▸ **To do**
Render the material as a JSON list of strings, one string per line with blank lines omitted, starting at the line that contains "blade in this photo." and ending at the final line of the material.

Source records
=======

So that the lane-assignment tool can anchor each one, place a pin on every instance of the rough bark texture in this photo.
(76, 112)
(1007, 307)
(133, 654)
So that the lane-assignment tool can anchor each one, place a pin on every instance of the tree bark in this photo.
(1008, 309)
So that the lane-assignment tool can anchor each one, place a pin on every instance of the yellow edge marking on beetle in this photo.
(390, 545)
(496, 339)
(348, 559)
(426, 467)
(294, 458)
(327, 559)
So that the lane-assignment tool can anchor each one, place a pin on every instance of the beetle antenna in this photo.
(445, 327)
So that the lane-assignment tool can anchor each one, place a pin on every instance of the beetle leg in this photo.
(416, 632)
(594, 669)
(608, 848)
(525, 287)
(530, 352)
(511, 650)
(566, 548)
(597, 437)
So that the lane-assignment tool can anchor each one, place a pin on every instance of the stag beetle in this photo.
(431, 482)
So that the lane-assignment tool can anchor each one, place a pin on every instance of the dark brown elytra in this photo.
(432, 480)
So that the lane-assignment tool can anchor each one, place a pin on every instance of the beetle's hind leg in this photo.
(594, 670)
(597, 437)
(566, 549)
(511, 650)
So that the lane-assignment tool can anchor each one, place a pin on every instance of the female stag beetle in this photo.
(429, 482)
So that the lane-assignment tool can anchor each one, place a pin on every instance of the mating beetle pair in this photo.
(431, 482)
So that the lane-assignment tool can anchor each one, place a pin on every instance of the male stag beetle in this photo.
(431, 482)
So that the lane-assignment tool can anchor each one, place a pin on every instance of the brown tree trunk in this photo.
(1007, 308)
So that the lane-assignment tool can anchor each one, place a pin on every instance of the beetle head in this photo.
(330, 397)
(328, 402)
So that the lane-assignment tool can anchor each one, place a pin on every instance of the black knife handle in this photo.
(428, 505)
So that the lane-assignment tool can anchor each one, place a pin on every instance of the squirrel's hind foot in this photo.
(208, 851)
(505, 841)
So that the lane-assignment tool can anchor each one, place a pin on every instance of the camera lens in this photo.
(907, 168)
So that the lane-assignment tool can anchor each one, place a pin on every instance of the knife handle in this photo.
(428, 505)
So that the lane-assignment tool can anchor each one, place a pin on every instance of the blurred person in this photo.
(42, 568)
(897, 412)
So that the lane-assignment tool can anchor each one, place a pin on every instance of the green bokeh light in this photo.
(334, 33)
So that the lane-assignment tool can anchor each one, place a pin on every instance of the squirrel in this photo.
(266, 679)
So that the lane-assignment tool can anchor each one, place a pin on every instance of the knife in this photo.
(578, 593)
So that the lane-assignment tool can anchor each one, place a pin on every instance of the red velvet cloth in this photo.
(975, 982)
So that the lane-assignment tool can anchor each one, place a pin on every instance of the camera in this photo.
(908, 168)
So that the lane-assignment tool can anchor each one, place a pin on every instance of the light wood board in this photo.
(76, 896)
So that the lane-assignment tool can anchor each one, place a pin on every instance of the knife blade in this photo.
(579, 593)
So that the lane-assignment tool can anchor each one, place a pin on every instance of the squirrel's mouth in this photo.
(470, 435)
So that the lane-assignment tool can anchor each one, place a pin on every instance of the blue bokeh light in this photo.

=======

▸ **Task result**
[
  "So that the lane-assignment tool can anchor each one, place a pin on every instance of the knife blade in this photo.",
  "(579, 593)",
  "So that the lane-assignment tool can anchor each one, place a pin on every instance of the squirrel's mouth in this photo.",
  "(470, 435)",
  "So that the lane-assignment tool can anchor each one, place a pin on every instance of the blue bokeh light in this photo."
]